EXERCISE REQUIREMENTS —
Please set down the entries below once more, exactly.

EXERCISE INPUT —

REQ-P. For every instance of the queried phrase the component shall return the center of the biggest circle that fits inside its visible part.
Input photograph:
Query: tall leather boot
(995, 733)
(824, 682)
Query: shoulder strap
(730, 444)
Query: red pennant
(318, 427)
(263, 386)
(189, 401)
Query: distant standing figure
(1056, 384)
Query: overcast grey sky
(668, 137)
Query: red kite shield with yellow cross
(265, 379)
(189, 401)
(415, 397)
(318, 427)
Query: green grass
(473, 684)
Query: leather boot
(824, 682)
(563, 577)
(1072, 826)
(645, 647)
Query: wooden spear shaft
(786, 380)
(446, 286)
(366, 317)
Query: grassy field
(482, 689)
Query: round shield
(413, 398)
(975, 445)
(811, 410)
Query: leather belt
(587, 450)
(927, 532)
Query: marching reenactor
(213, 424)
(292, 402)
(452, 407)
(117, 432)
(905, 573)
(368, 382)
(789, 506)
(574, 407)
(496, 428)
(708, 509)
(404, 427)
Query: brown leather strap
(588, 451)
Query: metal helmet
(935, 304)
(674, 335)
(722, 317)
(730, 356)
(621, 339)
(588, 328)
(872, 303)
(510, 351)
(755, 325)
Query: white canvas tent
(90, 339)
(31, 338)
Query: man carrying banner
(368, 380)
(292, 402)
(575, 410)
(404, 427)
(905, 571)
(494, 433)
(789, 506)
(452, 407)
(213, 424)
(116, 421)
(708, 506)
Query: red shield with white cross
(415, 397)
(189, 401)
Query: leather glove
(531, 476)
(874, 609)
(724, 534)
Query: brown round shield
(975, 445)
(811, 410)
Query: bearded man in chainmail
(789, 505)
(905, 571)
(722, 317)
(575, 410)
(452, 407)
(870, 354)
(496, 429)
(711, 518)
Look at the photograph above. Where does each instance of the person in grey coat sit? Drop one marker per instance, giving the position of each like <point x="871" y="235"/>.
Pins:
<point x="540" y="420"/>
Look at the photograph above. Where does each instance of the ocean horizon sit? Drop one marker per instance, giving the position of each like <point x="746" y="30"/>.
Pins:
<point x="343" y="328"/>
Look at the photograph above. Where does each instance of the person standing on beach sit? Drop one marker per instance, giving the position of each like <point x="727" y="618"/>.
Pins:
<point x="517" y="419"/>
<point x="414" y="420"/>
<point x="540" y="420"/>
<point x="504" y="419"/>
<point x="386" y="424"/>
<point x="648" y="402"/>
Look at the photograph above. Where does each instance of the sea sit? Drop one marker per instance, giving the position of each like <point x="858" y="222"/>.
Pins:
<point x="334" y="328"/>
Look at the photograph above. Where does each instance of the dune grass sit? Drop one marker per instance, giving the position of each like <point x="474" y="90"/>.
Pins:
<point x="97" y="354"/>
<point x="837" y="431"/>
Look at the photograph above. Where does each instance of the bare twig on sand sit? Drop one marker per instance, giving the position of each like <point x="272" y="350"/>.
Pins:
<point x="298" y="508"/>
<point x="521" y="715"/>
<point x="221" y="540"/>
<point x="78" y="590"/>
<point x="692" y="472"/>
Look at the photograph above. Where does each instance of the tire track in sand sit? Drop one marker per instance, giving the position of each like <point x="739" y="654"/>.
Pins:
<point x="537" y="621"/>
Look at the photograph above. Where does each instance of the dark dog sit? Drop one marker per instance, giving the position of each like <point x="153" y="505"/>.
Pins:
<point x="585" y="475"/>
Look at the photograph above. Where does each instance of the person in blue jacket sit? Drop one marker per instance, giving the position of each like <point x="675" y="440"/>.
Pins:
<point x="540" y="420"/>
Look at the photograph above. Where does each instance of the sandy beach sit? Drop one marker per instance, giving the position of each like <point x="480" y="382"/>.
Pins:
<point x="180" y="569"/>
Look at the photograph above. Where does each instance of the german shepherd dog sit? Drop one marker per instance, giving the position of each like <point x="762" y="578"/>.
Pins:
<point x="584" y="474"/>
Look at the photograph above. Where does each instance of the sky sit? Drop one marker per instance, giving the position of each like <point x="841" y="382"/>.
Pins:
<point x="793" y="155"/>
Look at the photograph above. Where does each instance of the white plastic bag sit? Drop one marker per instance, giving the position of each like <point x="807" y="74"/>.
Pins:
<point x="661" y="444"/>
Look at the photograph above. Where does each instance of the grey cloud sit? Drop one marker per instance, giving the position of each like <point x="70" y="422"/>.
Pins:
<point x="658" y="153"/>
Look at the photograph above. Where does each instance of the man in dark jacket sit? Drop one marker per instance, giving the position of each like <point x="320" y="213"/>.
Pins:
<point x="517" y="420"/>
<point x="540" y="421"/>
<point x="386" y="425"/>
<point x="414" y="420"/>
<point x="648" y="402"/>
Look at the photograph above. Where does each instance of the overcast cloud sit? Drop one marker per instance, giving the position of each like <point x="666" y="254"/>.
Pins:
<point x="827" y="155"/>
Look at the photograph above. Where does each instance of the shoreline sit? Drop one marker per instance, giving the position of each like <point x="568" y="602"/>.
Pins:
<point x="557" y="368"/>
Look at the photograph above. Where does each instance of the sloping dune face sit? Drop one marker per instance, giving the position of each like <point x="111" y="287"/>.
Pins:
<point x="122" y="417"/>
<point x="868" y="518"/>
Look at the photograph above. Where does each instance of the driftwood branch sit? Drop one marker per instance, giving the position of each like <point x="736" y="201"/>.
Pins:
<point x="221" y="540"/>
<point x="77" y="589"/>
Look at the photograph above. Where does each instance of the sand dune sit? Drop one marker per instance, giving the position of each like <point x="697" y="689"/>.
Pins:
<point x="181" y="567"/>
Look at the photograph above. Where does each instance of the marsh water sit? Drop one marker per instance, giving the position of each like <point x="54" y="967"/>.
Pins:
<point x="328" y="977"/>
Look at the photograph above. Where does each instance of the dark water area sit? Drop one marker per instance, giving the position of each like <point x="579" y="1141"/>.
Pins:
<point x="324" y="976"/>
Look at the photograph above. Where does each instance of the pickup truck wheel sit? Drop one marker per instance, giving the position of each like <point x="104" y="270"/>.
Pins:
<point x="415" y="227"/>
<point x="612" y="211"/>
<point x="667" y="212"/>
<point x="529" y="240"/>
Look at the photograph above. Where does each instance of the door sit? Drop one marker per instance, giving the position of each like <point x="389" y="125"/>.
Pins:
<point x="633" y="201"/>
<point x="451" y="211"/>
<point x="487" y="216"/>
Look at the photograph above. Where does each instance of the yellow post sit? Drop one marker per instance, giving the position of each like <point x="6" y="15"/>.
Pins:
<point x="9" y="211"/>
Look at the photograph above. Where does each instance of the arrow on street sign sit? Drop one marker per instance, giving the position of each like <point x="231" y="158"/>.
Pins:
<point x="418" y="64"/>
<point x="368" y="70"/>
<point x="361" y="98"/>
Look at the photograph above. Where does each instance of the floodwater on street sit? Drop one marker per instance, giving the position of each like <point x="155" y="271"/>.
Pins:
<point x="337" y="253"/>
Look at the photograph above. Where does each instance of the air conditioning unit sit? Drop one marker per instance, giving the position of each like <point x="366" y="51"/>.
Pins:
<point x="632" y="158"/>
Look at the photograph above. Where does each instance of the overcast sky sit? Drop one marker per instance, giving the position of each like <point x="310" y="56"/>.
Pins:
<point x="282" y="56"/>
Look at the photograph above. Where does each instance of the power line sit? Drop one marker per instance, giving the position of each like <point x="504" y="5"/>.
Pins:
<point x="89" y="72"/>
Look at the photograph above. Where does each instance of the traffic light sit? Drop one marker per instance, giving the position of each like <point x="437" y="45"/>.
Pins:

EXERCISE OUTPUT —
REQ-P. For every instance of the queried phrase the component shall return the center of the biggest circle that fits inside its visible part.
Input photograph:
Query: tall leather boot
(995, 733)
(824, 682)
Query: shoulder strap
(730, 444)
Query: red pennant
(318, 427)
(263, 386)
(189, 401)
Query: distant standing figure
(1056, 384)
Query: overcast grey sky
(668, 137)
Query: red kite shield with yellow cross
(265, 379)
(189, 401)
(415, 397)
(318, 427)
Query: green grass
(473, 684)
Query: leather boot
(824, 682)
(563, 577)
(1072, 826)
(645, 647)
Query: wooden spear shaft
(786, 380)
(446, 286)
(366, 317)
Query: grassy field
(482, 689)
Query: round shield
(413, 398)
(975, 445)
(811, 410)
Query: leather belt
(587, 450)
(927, 532)
Query: marching reenactor
(213, 424)
(292, 402)
(452, 407)
(117, 432)
(905, 573)
(368, 382)
(789, 506)
(574, 407)
(496, 428)
(708, 509)
(404, 427)
Query: brown leather strap
(588, 451)
Query: metal helmet
(935, 304)
(674, 335)
(722, 317)
(730, 356)
(621, 339)
(588, 328)
(872, 303)
(510, 351)
(755, 325)
Query: white canvas tent
(90, 339)
(31, 338)
Query: man carrying banner
(368, 380)
(292, 402)
(575, 410)
(404, 427)
(905, 571)
(494, 433)
(789, 506)
(452, 407)
(213, 424)
(116, 421)
(708, 506)
Query: red shield with white cross
(415, 397)
(189, 401)
Query: leather glove
(531, 476)
(874, 609)
(724, 534)
Query: brown round shield
(975, 445)
(811, 410)
Query: bearded man in chainmail
(789, 505)
(905, 571)
(722, 317)
(575, 410)
(452, 407)
(870, 354)
(496, 429)
(711, 518)
Look at the photograph above. Where does each instance of the person in grey coat sit? Drop one marker per instance, giving the position of each like <point x="871" y="235"/>.
Pins:
<point x="540" y="420"/>
Look at the photograph above. Where does each instance of the ocean horizon sit? Drop one marker per instance, giving the position of each like <point x="746" y="30"/>.
Pins:
<point x="343" y="328"/>
Look at the photograph above. Where does each instance of the person standing on beach sit? Drop one marker per instance, giving the position of each like <point x="727" y="618"/>.
Pins:
<point x="517" y="419"/>
<point x="414" y="420"/>
<point x="540" y="420"/>
<point x="504" y="419"/>
<point x="386" y="424"/>
<point x="648" y="402"/>
Look at the photograph above. Where does each instance of the sea sit? Drop one marker per instance, giving the position of each like <point x="858" y="222"/>.
Pins:
<point x="334" y="328"/>
Look at the photograph above. Where does each instance of the dune grass sit? Drop one marker per instance, giving the position of each like <point x="474" y="90"/>.
Pins:
<point x="97" y="354"/>
<point x="837" y="431"/>
Look at the photograph above. Where does each instance of the bare twig on sand sit? Drop one marker per instance, giving the position of each like <point x="272" y="350"/>.
Pins:
<point x="298" y="508"/>
<point x="521" y="715"/>
<point x="221" y="540"/>
<point x="78" y="590"/>
<point x="692" y="472"/>
Look at the photograph above. Where does each instance of the tire track in sand sit? Drop one marker per instance, giving the position of each like <point x="739" y="654"/>.
Pins:
<point x="537" y="621"/>
Look at the photograph above. Where does each instance of the dark dog sit? Drop one marker per instance, giving the position of each like <point x="153" y="505"/>.
Pins:
<point x="585" y="475"/>
Look at the photograph above. Where does each instance of the person in blue jacket sit? Drop one marker per instance, giving the position of each like <point x="675" y="440"/>.
Pins:
<point x="540" y="420"/>
Look at the photograph above. Where does each instance of the sandy beach sit? Drop one marker per instance, giving the position of each like <point x="480" y="382"/>.
Pins:
<point x="180" y="569"/>
Look at the photograph above. Where does each instance of the german shepherd dog sit? Drop one marker per instance, giving the position of each like <point x="762" y="578"/>.
Pins:
<point x="584" y="474"/>
Look at the photograph above. Where does each instance of the sky sit? Drop one marker per instance, giving the position of each like <point x="841" y="382"/>.
Pins:
<point x="793" y="155"/>
Look at the photograph above. Where does each instance of the white plastic bag sit? Drop one marker per instance, giving the position of each like <point x="807" y="74"/>.
Pins:
<point x="661" y="444"/>
Look at the photograph above. Where does each instance of the grey cloud sit? Drop one marker per instance, giving the position of each like <point x="70" y="422"/>.
Pins:
<point x="658" y="153"/>
Look at the photograph above. Where does each instance of the man in dark jacket sit? Drop one marker per instance, giving the position of each like <point x="320" y="213"/>.
Pins:
<point x="517" y="420"/>
<point x="540" y="421"/>
<point x="386" y="425"/>
<point x="414" y="420"/>
<point x="648" y="402"/>
Look at the photograph above. Where does each instance of the overcast cloud sit? Drop one marker per instance, giving the position of each like <point x="666" y="254"/>.
Pins:
<point x="827" y="155"/>
Look at the photograph above. Where does each instance of the shoreline sit? Drop one marker per instance, giving the position of each like <point x="568" y="602"/>.
Pins:
<point x="557" y="368"/>
Look at the photograph above. Where does each instance of the sloping dune face sit? Drop one marker per instance, giving the position of each like <point x="111" y="287"/>.
Pins:
<point x="122" y="417"/>
<point x="868" y="518"/>
Look at the photograph above. Where does each instance of the driftwood branch sit? Drop one marker per instance, giving the position of each like <point x="736" y="201"/>.
Pins:
<point x="221" y="540"/>
<point x="77" y="589"/>
Look at the photograph above. Where does each instance of the sand dune sit? Drop one marker per instance, giving the position of each like <point x="697" y="689"/>.
Pins:
<point x="181" y="567"/>
Look at the photograph above. Where does each instance of the marsh water sit? Drop one marker per instance, giving the position of each like <point x="54" y="967"/>.
Pins:
<point x="328" y="977"/>
Look at the photograph above. Where does each instance of the dark water area sit? Drop one marker per instance, giving the position of each like <point x="579" y="1141"/>.
Pins:
<point x="324" y="976"/>
Look at the photograph above. Where does each instance of the pickup truck wheel sit? Drop one marker per instance, giving the position of each like <point x="104" y="270"/>.
Pins:
<point x="415" y="227"/>
<point x="612" y="211"/>
<point x="667" y="212"/>
<point x="529" y="240"/>
Look at the photograph above. Where does each instance of the door sit? Drop one marker per instance, giving the position of each like <point x="389" y="125"/>.
Pins:
<point x="633" y="201"/>
<point x="451" y="211"/>
<point x="487" y="216"/>
Look at the photograph above. Where does each instance of the yellow post sit? Drop one marker per instance, giving the position of each like <point x="6" y="15"/>.
Pins:
<point x="9" y="211"/>
Look at the photograph above. Where does each instance of the arrow on street sign sit? Drop one marker per instance, giving the position of each like <point x="231" y="158"/>.
Pins:
<point x="418" y="64"/>
<point x="368" y="70"/>
<point x="361" y="98"/>
Look at the photograph above. Where does each instance of the floodwater on street sit? Drop one marker per instance, giving the position of each like <point x="155" y="271"/>.
Pins:
<point x="337" y="253"/>
Look at the photograph above. Where does each instance of the air conditioning unit sit? Drop one marker per instance, giving the position of each like <point x="366" y="51"/>.
Pins:
<point x="632" y="158"/>
Look at the photograph above. Where does each instance of the overcast sky sit? Drop one marker per instance, giving the position of each like <point x="310" y="56"/>.
Pins:
<point x="282" y="56"/>
Look at the photograph above. Where does each instance of the power line sit? Drop one marker per instance, giving the position of each like <point x="504" y="5"/>.
Pins:
<point x="89" y="72"/>
Look at the photograph above. Where does each instance of the traffic light sit? Drop one marker per instance, giving the position of each like <point x="437" y="45"/>.
Pins:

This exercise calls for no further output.